* **PASSAGE FOR REVIEW**
Coronal Cobb angle of the major structural curve in AIS is a radiographic marker of the curve severity. Larger curves are associated with larger Cobb angles, longer surgical duration, higher blood loss and increased hospital costs [15]. However, there are no studies which have correlated Cobb angle with pedicle dysmorphism parameters. Our study was designed to compare the correlation of Cobb angle with various pedicular parameters of concave and convex pedicles in apical and periapical region. We did not find any significant correlation between the Cobb angle and the various pedicle parameters. Whilst increasing Cobb angle denotes increasing severity of the curve in AIS, it does not correlate with abnormal pedicle morphology.

Scoliotic deformities being three-dimensional deformities are associated with significant vertebral rotation besides coronal and sagittal plane deformities. The apical vertebra is often the most rotated vertebra also for the majority of major curves in AIS [16]. The AVR significantly correlated with various pedicle parameters in the apical and the periapical region in the present study indicating that the pedicle dysmorphism may be more a function of vertebral rotation than the magnitude of the curve. In the present study, we found that pedicle length and pedicle axis length significantly increased on the concave side with increase in in AVR. It was also noticed that the pedicle length showed a negative correlation with periapical convex pedicle (U2) with respect to AVR.

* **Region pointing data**
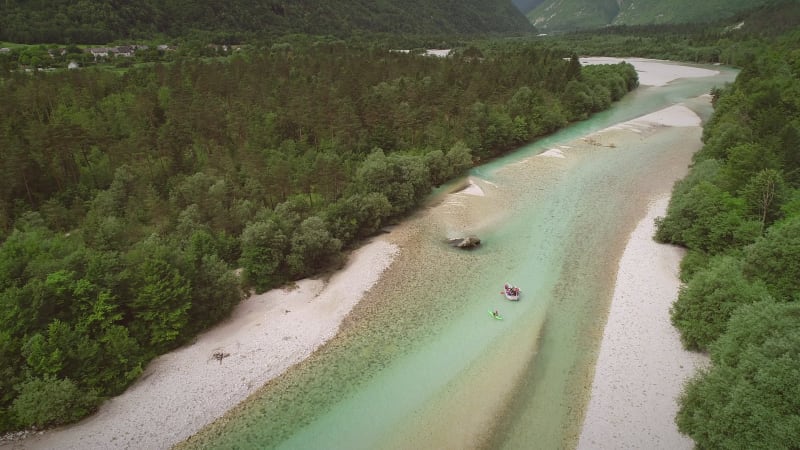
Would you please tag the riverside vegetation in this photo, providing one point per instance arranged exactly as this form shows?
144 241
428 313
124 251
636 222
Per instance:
129 198
738 213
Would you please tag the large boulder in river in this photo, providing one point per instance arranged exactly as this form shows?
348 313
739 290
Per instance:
468 242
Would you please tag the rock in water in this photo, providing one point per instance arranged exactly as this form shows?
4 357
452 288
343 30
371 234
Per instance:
468 242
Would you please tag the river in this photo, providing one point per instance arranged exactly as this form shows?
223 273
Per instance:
420 364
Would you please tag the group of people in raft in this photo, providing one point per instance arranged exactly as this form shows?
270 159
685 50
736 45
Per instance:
511 291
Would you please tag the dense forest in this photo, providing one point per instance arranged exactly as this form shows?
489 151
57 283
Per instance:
129 198
738 213
564 15
99 21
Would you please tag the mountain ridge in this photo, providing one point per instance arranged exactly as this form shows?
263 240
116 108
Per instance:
565 15
95 21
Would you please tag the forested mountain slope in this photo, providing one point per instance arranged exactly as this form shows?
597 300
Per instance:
558 15
129 198
738 213
100 21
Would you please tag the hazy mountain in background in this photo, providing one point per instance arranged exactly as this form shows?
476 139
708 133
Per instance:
97 21
561 15
527 6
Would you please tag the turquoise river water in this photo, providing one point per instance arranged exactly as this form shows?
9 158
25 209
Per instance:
420 364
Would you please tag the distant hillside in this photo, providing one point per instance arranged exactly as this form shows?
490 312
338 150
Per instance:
560 15
98 21
526 6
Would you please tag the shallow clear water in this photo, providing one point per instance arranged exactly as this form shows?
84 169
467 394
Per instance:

* **WHAT TO WORK ON**
1) Answer these questions using the scoliosis passage:
(a) Besides larger Cobb angles, what three things are larger curves associated with?
(b) Which vertebra is often the most rotated one?
(c) On which side did pedicle length and pedicle axis length increase significantly as AVR increased?
2) Translate this sentence from the scoliosis passage into Spanish: "We did not find any significant correlation between the Cobb angle and the various pedicle parameters."

* **ANSWERS TO THE EXERCISE**
1)
(a) Longer surgical duration, higher blood loss and increased hospital costs.
(b) The apical vertebra.
(c) The concave side.

2) No encontramos ninguna correlación significativa entre el ángulo de Cobb y los distintos parámetros pediculares.